— begin TASK MATERIAL —
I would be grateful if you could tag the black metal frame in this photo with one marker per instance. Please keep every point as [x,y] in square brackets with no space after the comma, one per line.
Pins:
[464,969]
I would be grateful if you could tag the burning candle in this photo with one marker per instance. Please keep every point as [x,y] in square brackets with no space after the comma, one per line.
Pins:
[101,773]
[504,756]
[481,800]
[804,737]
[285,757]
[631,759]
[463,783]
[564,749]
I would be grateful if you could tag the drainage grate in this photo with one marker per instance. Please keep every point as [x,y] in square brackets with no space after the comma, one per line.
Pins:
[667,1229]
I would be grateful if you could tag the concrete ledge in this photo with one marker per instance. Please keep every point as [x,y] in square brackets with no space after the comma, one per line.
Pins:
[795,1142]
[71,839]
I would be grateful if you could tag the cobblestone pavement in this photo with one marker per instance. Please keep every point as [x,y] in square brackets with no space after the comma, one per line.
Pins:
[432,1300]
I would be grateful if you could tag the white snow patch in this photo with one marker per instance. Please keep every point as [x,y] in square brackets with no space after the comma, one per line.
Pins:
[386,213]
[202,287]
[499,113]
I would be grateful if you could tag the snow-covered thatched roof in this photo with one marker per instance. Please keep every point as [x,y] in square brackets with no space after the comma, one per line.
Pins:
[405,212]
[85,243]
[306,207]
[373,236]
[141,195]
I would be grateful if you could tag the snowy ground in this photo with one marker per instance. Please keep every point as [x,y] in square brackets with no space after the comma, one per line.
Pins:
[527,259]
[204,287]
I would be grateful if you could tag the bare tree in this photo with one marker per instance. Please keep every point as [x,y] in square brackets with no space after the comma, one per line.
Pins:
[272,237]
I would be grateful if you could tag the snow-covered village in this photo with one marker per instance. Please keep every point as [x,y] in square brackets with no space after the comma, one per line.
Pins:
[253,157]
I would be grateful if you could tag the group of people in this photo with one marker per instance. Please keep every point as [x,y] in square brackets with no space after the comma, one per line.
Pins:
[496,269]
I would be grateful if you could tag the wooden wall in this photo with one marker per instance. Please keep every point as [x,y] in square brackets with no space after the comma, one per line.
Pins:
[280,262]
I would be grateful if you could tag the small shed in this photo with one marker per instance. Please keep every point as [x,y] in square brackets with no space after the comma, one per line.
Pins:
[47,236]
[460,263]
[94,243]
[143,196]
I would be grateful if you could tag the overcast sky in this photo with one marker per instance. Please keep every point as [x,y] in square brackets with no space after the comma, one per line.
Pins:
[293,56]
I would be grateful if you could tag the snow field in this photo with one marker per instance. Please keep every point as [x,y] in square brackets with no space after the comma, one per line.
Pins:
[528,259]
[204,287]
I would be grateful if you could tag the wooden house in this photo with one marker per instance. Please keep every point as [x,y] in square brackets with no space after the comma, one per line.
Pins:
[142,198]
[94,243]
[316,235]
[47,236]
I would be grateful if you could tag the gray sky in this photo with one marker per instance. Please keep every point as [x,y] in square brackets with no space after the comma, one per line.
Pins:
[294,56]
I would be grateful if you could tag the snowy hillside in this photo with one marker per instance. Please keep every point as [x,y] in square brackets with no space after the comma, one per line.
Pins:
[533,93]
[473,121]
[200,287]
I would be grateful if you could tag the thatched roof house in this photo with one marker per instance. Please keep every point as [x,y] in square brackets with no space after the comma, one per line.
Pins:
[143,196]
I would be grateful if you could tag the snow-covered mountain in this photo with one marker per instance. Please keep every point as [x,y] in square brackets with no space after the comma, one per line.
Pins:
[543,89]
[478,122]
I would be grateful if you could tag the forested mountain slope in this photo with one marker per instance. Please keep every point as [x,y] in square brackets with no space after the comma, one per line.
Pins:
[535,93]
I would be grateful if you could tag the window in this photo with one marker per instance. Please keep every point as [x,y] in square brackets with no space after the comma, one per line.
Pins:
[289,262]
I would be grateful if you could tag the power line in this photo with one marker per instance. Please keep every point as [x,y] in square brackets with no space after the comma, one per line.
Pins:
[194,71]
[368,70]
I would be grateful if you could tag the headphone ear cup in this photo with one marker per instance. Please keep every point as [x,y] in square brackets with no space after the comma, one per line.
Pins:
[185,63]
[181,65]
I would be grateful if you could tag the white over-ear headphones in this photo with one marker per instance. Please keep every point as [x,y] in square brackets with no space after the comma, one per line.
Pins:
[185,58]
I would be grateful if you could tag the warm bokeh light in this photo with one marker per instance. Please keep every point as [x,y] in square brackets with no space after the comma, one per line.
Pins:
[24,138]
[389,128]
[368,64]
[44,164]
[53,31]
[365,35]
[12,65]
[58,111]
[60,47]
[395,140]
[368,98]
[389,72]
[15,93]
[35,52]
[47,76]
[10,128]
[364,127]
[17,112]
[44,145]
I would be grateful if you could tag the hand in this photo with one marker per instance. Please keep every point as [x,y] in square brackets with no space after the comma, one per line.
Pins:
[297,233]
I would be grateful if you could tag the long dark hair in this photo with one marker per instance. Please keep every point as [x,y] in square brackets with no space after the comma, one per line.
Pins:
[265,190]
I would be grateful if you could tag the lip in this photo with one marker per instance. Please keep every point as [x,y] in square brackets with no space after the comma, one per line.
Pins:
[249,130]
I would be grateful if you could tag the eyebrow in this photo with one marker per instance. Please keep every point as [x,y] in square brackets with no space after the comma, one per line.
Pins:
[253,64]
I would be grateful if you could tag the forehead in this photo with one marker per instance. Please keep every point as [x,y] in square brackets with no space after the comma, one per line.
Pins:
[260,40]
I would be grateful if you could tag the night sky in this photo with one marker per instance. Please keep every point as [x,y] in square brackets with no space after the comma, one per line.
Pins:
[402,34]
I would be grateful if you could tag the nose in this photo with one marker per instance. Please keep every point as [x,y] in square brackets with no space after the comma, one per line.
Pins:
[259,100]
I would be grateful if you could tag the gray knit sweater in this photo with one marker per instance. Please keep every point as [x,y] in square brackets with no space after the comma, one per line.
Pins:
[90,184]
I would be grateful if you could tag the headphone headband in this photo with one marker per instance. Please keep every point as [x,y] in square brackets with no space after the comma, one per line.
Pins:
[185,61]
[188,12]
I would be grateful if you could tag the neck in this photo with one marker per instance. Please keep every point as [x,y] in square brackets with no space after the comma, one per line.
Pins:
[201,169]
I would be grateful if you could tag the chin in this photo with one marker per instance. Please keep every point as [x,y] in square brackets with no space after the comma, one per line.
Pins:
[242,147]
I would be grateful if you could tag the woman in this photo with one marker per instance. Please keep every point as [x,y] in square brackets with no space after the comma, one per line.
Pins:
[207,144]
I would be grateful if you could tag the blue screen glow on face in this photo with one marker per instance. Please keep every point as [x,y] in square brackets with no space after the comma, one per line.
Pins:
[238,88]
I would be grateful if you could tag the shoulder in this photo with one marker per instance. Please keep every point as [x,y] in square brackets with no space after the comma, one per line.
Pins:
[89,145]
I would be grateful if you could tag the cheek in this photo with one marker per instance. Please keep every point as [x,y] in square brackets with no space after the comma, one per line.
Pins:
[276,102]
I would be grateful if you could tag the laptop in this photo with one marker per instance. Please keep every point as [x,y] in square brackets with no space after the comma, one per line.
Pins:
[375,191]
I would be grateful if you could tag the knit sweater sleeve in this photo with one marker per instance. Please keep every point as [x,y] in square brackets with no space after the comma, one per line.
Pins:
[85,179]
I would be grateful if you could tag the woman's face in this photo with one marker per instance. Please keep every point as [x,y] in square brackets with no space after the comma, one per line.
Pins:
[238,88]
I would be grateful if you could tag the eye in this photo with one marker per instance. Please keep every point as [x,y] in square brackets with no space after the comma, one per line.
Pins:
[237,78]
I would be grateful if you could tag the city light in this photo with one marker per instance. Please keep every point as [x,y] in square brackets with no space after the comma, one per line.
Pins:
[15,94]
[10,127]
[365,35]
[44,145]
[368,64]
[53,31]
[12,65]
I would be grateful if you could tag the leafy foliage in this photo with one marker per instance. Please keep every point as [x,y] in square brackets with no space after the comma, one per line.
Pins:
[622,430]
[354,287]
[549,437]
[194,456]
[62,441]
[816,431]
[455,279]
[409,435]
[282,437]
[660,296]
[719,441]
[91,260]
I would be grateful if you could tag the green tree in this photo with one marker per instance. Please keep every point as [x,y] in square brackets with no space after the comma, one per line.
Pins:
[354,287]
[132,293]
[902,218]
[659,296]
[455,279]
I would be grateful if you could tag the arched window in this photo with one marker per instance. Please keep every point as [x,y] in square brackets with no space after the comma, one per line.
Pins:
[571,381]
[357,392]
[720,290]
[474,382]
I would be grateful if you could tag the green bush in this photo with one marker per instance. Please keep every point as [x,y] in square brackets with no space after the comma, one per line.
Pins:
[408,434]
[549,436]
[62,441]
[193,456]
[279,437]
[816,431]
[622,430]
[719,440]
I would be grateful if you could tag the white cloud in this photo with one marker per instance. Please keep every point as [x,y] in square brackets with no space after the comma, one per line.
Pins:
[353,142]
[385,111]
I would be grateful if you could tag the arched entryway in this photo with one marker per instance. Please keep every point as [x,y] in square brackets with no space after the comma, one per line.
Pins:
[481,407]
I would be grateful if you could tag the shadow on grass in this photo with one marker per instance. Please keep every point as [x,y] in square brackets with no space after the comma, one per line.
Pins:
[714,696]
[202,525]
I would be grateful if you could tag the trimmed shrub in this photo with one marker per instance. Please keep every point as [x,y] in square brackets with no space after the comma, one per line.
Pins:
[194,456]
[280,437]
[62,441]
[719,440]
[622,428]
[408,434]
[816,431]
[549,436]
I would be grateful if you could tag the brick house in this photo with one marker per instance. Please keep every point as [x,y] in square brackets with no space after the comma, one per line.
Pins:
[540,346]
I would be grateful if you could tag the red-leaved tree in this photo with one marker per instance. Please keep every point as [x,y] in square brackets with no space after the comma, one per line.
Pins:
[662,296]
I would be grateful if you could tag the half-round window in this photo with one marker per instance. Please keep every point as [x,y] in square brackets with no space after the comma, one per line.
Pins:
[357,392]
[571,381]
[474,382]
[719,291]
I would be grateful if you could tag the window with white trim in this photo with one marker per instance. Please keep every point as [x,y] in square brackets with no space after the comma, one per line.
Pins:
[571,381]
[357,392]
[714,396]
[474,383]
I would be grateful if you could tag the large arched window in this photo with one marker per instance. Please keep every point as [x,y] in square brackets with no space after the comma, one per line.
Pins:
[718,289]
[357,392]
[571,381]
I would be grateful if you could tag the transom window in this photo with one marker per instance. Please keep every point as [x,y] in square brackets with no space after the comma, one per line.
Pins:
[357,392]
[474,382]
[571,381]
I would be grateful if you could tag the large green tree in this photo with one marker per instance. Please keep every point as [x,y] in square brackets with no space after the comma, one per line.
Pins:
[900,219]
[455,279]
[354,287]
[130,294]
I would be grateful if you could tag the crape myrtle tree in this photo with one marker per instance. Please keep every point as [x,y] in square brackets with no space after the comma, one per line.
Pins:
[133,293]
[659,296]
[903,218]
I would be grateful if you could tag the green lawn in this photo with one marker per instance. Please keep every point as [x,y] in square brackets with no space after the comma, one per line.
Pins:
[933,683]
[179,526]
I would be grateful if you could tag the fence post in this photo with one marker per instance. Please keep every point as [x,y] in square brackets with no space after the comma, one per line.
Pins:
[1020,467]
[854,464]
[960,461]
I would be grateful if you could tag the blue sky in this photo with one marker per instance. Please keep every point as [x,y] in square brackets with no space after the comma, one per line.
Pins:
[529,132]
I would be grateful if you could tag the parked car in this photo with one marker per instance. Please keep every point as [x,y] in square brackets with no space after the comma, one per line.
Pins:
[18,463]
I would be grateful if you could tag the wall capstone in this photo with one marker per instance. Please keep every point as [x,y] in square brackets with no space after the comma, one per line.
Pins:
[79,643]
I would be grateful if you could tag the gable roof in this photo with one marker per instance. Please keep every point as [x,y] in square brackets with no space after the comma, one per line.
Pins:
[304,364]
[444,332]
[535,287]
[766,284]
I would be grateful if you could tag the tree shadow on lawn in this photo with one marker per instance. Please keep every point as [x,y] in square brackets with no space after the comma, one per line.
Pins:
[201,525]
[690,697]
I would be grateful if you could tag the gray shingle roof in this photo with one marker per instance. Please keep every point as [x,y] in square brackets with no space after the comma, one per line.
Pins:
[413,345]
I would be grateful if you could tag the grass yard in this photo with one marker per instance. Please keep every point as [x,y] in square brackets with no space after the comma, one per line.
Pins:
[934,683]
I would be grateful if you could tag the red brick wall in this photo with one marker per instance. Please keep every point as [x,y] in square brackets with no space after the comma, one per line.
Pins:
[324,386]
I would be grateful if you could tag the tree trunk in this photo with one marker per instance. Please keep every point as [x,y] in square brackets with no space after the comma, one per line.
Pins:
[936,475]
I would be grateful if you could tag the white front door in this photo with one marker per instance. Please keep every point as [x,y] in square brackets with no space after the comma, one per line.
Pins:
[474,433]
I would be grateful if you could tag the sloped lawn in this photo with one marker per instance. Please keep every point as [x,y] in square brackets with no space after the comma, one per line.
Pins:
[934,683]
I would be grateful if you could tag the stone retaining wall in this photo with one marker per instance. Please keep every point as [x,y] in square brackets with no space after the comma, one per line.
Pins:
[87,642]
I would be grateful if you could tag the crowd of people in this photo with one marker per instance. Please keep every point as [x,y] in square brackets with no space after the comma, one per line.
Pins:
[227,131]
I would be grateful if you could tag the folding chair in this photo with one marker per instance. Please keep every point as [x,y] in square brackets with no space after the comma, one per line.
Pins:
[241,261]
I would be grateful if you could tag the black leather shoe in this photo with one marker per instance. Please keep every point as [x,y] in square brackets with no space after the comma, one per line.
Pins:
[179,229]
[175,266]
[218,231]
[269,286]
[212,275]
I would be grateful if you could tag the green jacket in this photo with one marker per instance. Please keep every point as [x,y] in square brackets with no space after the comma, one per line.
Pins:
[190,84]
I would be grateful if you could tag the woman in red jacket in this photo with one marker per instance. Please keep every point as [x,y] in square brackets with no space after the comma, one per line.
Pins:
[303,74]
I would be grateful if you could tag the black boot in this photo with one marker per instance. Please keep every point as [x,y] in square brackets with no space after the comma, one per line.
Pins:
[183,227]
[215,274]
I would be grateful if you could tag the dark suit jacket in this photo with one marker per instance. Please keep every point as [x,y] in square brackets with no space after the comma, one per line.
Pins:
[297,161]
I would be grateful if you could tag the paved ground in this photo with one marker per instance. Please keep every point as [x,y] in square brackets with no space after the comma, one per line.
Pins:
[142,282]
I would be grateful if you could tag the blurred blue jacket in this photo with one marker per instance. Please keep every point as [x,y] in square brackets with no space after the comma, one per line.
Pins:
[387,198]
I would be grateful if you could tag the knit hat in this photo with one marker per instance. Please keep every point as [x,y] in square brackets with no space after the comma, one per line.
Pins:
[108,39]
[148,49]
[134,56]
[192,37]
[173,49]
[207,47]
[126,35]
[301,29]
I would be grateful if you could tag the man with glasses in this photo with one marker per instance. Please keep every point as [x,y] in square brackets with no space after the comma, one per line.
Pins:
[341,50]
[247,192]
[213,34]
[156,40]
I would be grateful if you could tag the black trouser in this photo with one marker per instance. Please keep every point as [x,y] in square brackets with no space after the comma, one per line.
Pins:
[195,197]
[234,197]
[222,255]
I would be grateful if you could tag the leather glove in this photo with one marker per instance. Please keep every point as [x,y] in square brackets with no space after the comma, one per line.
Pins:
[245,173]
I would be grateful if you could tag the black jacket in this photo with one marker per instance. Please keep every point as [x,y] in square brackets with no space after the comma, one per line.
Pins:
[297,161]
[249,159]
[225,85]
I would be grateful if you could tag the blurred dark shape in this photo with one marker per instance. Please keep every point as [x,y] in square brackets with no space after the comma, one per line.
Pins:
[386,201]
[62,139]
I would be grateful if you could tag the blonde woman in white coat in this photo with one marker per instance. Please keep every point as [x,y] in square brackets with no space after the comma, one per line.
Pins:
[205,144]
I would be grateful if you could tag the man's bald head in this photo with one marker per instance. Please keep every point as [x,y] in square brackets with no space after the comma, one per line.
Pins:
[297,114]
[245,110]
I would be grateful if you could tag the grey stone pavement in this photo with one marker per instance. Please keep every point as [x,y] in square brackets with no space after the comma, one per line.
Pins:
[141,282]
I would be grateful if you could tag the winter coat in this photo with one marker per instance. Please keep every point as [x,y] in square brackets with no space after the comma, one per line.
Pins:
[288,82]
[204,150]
— end TASK MATERIAL —
▶ _WHAT THE EXERCISE ASKS_: Rewrite the records from the line with "I would be grateful if you could tag the blurred dark" through the end of the records, swapping "Pins" for "Markers" and leaving everything else unchanged.

▶ _THE REPLY_:
I would be grateful if you could tag the blurred dark shape in this photo with one marker per instance. Please keep every point as [x,y] in square brackets with no space after the comma, one per line.
Markers:
[386,201]
[62,139]
I would be grateful if you could tag the blonde woman in white coat in this photo with one marker per instance. Please keep every point as [x,y] in square brackets with no space after the comma, one per line.
Markers:
[205,144]
I would be grateful if you could tag the man's bald head in this photo with one marker per instance. Please keep every point as [x,y] in square brackets with no space after the comma, one per line.
Markers:
[297,114]
[245,110]
I would be grateful if you could tag the grey stone pavement in this photo with one marker per instance. Please keep every point as [x,y] in square brackets with no space after the comma, one per line.
Markers:
[141,282]
I would be grateful if you could tag the winter coat in this photo with one marker per instance. Please keep every point as [x,y] in square brackets with no space after the comma, one per line.
Markers:
[288,82]
[204,150]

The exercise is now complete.